В «Танжере» есть величие — но вовсе не в том смысле, в каком литераторы говорят друг другу: «Ты великий!» Анвар оплакал и омыл своего мертвого, и от этого стала живее и безмернее жизнь. Потому что в нее из темноты вошло целое море людей — без вины виноватых и без счастья счастливых Серафимычей советских времен, и целый пласт потаенного сознания, в котором Харитонов, к примеру, был лишь одной из искорок.

Русская литература с момента выхода «Танжера» уже не Акакий Акакиевич и его шинель, а Серафимыч и его чемоданчик. Со всем, что там внутри чемоданчика. А в чемоданчике есть и великий звук-звучание: то ли гудит-кричит далекая вечерняя электричка в Подмосковье, то ли стонет сердцевина судьбы, необратимой и единственной.

Если книга может поразить честностью и глубиной, это непреложный шаг вперед. Для всей литературы. И только это и есть литература — где такой шаг. Вперед или в бездну — в неизвестное. Там — Танжер.

Данные для разметки координат

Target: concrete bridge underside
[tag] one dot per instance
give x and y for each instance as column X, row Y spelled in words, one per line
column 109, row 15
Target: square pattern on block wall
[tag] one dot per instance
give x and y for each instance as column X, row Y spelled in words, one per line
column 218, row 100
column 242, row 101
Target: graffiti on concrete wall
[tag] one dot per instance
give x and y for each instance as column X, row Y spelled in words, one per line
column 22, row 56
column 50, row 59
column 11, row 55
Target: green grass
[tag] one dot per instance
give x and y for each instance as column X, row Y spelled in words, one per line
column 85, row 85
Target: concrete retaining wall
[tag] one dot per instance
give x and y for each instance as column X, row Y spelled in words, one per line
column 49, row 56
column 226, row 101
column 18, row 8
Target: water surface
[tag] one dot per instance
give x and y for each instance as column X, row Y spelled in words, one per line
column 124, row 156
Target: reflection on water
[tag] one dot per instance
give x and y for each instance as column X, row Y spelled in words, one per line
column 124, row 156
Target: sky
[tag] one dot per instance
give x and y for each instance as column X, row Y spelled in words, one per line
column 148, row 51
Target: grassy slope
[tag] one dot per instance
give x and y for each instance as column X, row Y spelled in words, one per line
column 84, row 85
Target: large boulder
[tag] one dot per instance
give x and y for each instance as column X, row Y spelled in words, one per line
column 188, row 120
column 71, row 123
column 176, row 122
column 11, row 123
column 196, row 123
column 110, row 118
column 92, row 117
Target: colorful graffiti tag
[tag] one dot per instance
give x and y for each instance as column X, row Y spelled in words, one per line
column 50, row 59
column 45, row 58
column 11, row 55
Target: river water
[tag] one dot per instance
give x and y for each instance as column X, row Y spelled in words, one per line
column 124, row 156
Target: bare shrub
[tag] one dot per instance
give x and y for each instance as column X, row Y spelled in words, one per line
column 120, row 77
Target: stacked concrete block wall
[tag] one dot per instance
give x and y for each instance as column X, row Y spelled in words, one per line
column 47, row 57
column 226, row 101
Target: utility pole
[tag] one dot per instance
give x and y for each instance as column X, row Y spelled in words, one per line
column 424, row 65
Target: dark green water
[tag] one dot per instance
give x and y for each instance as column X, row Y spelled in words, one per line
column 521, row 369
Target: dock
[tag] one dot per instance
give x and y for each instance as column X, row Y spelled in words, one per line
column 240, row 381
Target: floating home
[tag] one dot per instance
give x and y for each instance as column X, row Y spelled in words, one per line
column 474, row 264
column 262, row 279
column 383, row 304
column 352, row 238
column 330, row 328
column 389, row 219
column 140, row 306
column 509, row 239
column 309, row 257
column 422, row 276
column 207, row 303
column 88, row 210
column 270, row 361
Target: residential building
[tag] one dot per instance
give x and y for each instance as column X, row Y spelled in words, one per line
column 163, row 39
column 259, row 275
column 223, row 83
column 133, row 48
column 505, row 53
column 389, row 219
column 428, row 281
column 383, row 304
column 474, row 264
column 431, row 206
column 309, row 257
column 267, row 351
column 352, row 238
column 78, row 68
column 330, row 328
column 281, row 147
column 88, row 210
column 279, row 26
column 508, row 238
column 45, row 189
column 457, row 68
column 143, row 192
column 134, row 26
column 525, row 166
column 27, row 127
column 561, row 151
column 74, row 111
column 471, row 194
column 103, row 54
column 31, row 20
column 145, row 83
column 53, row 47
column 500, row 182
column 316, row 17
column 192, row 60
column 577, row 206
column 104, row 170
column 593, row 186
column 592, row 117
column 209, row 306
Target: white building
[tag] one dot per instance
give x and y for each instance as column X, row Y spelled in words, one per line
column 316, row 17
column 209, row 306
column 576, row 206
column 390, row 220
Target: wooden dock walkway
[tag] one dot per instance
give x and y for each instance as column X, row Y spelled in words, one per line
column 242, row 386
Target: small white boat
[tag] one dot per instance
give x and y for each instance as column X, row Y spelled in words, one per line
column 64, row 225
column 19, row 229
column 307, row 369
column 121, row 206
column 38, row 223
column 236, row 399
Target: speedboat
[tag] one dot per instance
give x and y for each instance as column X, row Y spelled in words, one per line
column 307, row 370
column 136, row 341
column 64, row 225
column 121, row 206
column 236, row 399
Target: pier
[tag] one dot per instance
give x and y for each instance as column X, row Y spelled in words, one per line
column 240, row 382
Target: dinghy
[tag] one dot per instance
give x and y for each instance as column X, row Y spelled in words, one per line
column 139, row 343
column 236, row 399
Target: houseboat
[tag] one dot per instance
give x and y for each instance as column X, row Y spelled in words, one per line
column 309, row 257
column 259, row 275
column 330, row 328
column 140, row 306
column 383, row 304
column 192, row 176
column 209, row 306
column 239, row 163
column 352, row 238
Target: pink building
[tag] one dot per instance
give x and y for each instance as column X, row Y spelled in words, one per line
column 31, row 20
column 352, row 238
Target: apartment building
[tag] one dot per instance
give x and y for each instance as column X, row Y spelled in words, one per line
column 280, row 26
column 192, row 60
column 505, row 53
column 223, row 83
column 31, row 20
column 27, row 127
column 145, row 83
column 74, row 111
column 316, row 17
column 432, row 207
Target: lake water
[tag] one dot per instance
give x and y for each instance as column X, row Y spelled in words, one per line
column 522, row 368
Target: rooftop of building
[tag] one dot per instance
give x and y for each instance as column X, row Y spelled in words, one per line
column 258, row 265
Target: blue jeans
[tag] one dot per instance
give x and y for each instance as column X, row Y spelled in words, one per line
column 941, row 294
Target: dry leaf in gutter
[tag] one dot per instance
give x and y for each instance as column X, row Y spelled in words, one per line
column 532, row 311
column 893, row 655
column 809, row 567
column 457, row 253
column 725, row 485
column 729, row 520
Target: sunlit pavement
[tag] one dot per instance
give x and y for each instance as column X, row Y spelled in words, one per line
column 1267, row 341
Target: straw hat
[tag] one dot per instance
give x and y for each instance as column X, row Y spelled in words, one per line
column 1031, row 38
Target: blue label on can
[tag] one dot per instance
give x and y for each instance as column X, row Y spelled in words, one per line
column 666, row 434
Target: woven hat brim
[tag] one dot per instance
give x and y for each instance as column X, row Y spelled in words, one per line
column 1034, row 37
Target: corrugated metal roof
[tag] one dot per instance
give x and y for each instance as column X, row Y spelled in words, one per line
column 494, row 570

▶ _ЗАДАНИЯ_:
**1.** Переведите на английский язык предложение из текста о «Танжере»: «Если книга может поразить честностью и глубиной, это непреложный шаг вперед.»
**2.** Переименуйте «dot» в «point» в строках листинга начиная с самой первой и заканчивая строкой с «column 85, row 85» включительно, ничего больше не меняя. Выведите только эти строки.

▶ _ОТВЕТЫ ПО ЗАДАНИЯМ_:
**1.** If a book can strike the reader with its honesty and depth, that is an undeniable step forward.

**2.**
Target: concrete bridge underside
[tag] one point per instance
give x and y for each instance as column X, row Y spelled in words, one per line
column 109, row 15
Target: square pattern on block wall
[tag] one point per instance
give x and y for each instance as column X, row Y spelled in words, one per line
column 218, row 100
column 242, row 101
Target: graffiti on concrete wall
[tag] one point per instance
give x and y for each instance as column X, row Y spelled in words, one per line
column 22, row 56
column 50, row 59
column 11, row 55
Target: green grass
[tag] one point per instance
give x and y for each instance as column X, row Y spelled in words, one per line
column 85, row 85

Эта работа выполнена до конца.